WHAT TO DO:
Where does the word "glove" occur in the entries below? Copy every line that has it.

RECORDS SHOWN:
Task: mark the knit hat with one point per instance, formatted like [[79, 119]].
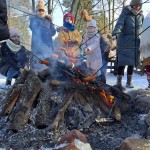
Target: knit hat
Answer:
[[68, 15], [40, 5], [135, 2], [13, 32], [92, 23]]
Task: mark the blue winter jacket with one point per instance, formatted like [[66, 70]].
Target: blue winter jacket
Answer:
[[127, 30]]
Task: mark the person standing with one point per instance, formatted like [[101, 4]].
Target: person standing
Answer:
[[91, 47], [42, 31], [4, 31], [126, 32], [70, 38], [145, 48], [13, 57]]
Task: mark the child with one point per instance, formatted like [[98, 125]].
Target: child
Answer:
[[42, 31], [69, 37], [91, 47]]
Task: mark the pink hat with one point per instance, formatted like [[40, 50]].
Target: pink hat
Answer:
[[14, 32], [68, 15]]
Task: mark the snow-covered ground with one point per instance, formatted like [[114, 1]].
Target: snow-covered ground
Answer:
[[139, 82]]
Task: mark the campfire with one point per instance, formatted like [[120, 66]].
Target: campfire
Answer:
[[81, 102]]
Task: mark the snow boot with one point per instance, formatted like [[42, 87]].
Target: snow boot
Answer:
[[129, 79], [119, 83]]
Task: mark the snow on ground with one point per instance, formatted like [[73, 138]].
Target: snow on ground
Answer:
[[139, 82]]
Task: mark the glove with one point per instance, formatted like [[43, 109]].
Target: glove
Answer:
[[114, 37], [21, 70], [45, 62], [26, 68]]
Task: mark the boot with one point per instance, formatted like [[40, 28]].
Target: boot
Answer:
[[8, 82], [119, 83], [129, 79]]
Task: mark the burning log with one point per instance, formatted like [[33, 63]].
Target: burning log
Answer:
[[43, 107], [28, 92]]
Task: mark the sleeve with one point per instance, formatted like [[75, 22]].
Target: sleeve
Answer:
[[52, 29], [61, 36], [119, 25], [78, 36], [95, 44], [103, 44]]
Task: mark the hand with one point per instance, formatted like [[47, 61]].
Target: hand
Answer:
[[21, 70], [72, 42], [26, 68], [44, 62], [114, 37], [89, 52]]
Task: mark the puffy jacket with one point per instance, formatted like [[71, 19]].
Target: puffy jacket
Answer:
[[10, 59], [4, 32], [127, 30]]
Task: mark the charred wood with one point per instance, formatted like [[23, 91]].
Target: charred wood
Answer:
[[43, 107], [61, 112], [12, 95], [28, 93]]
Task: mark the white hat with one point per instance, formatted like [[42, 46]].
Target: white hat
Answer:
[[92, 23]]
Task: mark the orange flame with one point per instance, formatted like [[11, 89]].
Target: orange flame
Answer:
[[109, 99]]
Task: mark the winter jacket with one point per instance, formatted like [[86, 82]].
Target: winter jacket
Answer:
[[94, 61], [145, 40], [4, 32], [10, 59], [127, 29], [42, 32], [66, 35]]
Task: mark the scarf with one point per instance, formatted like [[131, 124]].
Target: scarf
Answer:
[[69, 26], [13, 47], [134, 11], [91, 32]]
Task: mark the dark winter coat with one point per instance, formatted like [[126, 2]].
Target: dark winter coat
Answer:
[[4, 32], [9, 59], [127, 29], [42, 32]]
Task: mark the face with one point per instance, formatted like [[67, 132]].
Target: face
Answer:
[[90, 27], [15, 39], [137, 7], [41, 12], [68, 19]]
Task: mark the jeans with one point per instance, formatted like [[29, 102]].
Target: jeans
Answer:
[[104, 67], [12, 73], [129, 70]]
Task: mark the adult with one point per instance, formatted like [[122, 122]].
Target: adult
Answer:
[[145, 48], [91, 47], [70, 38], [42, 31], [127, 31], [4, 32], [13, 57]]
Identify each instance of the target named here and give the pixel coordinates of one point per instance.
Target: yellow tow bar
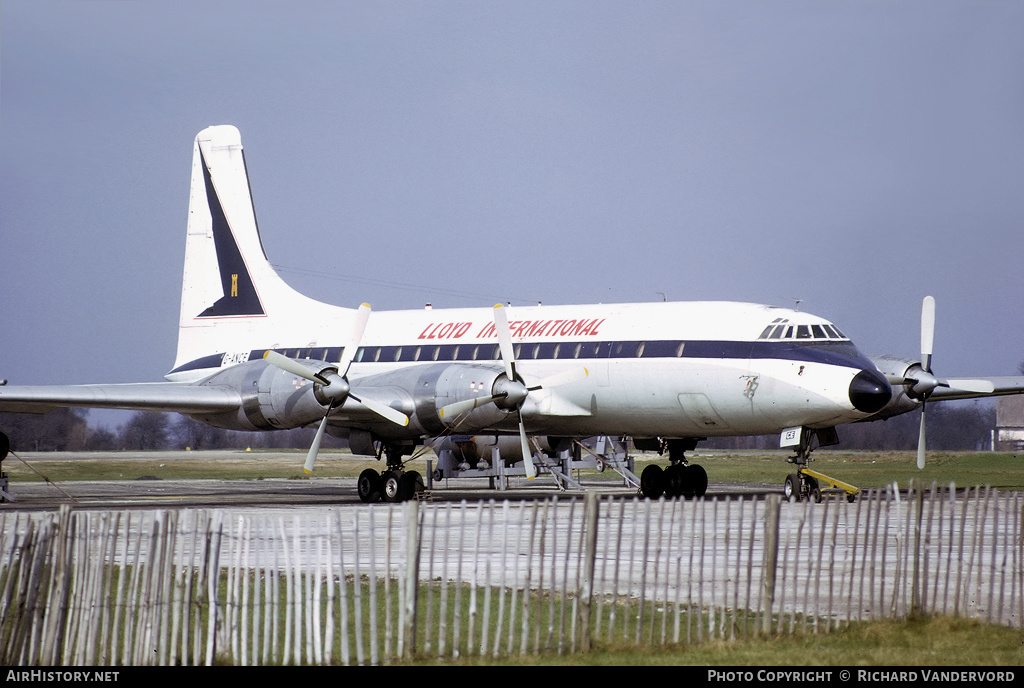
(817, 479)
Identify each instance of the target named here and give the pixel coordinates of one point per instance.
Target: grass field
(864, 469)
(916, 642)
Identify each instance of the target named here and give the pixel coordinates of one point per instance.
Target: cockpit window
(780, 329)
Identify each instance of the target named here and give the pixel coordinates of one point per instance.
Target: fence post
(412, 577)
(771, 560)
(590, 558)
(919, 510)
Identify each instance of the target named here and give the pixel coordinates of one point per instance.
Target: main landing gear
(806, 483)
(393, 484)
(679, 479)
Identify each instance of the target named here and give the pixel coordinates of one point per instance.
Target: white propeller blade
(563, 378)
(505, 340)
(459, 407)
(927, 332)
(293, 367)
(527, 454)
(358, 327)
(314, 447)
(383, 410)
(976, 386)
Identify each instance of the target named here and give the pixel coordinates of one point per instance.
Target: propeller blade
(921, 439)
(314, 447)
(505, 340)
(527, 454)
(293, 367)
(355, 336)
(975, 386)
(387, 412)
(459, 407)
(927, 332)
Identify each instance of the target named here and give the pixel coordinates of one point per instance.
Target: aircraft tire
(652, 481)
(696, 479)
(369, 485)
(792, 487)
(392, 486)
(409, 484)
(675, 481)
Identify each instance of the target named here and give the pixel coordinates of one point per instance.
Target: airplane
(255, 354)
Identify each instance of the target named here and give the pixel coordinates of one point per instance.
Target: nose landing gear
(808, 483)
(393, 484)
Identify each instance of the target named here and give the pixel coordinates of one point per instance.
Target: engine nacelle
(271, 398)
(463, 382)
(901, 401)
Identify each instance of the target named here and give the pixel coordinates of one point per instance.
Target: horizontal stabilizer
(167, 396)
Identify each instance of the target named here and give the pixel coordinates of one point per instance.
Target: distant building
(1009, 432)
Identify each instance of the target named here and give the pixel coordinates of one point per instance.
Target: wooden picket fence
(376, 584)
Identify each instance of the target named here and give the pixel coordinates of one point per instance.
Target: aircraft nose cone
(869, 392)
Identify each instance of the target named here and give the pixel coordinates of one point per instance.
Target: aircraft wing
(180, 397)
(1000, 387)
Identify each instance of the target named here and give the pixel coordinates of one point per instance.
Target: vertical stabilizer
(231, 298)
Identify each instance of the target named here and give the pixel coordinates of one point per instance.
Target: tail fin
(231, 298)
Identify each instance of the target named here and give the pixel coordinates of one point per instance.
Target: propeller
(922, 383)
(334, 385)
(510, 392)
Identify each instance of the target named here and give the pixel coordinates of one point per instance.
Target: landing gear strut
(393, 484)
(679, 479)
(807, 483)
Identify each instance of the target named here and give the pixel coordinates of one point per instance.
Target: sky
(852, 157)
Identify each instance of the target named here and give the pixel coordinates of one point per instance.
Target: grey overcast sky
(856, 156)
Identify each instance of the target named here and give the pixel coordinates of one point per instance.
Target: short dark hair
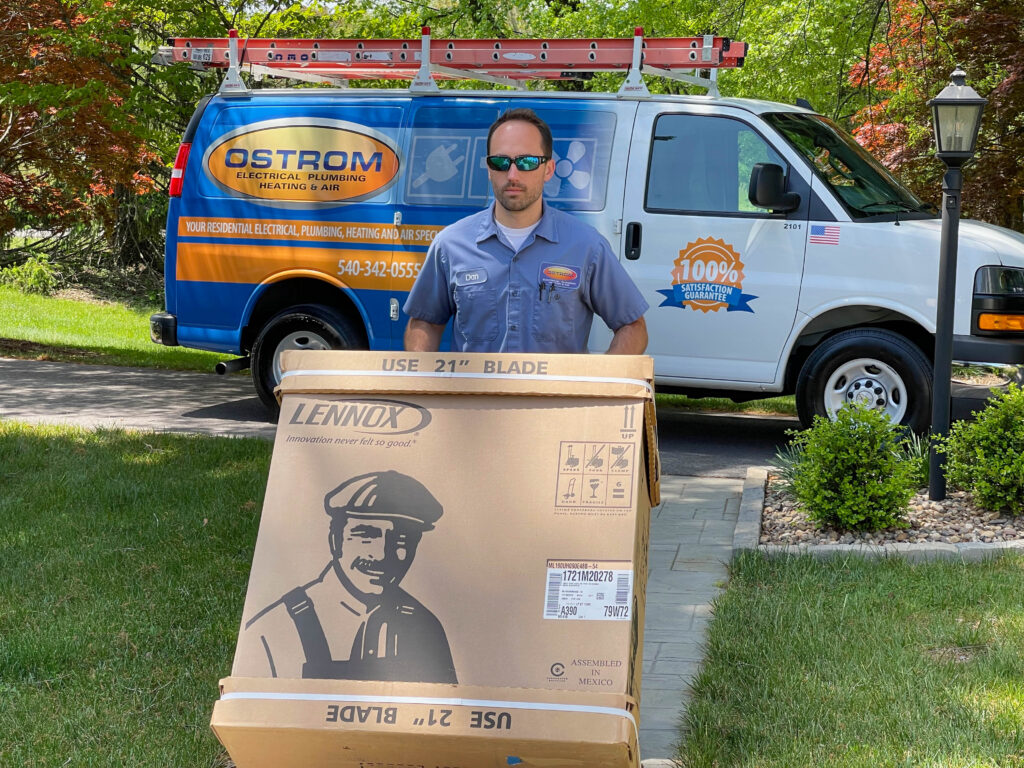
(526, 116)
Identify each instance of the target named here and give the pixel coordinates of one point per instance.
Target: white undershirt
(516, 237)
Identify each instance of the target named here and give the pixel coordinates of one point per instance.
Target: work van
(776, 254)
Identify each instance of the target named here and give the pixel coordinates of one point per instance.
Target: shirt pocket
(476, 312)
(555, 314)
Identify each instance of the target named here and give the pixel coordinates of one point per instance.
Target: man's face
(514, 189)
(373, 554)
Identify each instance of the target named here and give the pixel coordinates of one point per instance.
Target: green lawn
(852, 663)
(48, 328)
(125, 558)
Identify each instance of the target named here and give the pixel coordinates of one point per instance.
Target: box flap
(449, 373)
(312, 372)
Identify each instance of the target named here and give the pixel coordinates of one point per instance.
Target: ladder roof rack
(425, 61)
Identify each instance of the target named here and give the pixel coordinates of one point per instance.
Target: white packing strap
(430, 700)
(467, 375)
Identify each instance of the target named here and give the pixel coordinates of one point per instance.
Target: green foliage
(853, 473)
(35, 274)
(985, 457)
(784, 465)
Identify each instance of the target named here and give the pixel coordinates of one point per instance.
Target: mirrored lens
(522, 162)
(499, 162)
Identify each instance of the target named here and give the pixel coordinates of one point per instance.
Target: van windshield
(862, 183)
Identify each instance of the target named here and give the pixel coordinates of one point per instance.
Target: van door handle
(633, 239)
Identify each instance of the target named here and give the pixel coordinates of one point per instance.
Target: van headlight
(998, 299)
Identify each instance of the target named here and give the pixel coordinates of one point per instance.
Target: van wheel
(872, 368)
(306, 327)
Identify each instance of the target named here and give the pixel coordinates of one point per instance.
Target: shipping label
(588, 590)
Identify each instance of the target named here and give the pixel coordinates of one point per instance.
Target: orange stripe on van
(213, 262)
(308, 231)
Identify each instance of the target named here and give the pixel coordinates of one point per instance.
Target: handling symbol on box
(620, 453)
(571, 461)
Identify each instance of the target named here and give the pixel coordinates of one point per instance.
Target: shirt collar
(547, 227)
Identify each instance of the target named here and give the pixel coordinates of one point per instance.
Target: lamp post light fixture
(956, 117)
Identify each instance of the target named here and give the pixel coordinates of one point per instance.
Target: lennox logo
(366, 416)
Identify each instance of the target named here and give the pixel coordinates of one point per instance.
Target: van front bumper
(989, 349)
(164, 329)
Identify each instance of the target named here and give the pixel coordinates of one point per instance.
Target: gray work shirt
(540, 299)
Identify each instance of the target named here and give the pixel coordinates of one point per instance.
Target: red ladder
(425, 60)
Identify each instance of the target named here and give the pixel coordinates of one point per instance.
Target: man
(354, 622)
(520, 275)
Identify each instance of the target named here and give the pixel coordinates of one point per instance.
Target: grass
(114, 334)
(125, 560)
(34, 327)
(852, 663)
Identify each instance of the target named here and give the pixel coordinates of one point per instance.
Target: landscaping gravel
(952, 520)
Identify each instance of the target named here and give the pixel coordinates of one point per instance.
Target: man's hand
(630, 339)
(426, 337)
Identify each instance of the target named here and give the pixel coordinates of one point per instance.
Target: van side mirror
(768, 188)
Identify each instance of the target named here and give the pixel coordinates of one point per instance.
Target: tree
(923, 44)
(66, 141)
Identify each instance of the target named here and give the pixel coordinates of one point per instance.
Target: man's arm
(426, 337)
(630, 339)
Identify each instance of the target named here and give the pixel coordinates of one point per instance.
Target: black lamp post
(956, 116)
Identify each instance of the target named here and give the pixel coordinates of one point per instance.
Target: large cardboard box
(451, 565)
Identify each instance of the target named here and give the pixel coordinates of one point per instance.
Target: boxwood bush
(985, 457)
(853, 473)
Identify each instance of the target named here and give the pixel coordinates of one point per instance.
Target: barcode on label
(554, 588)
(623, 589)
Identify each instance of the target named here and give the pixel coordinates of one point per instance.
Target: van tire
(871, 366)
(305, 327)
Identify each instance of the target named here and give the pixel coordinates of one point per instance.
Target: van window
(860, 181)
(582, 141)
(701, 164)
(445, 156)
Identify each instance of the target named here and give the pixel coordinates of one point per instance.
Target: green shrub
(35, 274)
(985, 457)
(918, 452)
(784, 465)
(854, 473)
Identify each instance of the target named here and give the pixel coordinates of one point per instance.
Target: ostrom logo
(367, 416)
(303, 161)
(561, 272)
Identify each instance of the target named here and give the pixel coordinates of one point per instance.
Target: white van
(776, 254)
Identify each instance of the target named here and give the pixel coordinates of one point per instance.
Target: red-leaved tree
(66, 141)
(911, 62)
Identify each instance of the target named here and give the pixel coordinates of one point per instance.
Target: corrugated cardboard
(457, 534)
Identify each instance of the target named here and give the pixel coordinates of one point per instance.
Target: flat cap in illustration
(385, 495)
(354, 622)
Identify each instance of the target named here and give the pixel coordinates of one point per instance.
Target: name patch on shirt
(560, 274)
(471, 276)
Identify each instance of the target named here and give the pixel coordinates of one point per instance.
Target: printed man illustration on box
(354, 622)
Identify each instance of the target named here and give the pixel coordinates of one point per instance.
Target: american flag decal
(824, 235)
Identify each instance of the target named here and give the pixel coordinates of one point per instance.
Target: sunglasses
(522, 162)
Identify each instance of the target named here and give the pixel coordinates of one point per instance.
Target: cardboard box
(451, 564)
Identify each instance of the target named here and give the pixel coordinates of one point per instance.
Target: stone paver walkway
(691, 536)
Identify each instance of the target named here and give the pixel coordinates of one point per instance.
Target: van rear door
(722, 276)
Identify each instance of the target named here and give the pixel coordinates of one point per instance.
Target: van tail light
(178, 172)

RESPONSE:
Task: mark the glove with one point per instance, formatted like [[43, 109]].
Target: glove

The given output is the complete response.